| Information provided |
--*--

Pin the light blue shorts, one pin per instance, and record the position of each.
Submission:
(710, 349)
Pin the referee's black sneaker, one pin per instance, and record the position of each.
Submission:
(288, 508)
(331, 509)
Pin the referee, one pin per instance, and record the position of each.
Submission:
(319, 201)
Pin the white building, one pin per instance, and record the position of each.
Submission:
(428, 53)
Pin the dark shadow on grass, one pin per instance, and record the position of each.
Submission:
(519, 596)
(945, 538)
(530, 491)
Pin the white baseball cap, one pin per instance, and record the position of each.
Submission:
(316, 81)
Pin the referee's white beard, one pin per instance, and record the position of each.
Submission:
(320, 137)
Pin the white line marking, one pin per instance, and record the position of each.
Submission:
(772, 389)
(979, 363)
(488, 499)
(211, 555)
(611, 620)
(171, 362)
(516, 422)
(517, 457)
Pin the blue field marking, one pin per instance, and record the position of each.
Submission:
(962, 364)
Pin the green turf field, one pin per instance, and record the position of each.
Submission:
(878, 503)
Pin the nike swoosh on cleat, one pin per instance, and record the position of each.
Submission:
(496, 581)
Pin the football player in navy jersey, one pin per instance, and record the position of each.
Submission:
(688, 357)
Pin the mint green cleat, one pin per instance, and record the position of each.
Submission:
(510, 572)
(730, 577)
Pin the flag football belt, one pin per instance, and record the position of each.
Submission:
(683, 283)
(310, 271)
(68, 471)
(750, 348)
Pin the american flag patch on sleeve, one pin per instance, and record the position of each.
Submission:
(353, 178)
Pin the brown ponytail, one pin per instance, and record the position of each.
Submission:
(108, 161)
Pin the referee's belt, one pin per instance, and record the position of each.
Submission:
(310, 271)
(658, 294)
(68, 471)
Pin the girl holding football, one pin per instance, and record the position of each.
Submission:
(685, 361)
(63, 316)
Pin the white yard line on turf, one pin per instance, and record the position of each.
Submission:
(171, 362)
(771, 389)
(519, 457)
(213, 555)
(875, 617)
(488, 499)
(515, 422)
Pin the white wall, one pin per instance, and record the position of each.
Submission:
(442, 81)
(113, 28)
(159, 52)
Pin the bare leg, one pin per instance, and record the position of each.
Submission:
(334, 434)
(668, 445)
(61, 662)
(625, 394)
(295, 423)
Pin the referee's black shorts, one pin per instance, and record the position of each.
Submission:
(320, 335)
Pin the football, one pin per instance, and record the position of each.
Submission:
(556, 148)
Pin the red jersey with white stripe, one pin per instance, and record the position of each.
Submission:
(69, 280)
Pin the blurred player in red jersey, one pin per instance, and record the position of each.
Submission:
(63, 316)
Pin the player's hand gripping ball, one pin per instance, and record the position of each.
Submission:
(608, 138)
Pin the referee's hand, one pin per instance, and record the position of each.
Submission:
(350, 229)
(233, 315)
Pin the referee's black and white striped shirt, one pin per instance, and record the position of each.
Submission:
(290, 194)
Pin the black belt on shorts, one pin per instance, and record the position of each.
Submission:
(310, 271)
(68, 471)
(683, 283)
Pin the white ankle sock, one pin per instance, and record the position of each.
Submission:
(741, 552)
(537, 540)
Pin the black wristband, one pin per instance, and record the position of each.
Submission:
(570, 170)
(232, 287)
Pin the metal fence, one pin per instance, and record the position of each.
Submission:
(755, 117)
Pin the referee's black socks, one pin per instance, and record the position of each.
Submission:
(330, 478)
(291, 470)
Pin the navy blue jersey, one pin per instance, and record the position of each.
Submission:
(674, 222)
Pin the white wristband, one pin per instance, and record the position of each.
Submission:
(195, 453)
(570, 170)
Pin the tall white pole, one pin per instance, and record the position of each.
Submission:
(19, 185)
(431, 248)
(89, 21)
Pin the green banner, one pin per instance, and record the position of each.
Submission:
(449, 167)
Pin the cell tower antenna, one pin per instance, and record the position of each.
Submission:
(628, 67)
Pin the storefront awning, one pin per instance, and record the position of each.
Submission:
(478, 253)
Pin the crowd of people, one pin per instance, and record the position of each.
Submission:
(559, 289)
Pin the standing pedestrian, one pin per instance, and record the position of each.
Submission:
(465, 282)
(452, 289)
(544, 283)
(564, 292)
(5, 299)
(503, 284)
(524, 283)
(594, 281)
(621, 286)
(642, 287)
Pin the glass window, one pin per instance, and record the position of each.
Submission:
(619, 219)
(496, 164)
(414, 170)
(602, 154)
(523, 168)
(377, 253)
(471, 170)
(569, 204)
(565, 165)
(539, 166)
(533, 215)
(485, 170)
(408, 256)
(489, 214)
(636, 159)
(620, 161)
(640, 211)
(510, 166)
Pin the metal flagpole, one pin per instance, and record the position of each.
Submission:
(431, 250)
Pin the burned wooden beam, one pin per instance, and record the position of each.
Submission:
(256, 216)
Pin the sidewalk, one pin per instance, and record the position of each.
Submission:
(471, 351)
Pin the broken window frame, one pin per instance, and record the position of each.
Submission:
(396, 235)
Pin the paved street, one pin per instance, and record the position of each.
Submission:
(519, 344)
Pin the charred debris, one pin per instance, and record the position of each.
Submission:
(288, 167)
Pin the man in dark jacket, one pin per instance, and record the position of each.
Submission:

--*--

Considering only lines of the records that hold the string "metal", state how many there are and nothing else.

| Solution to this exercise |
2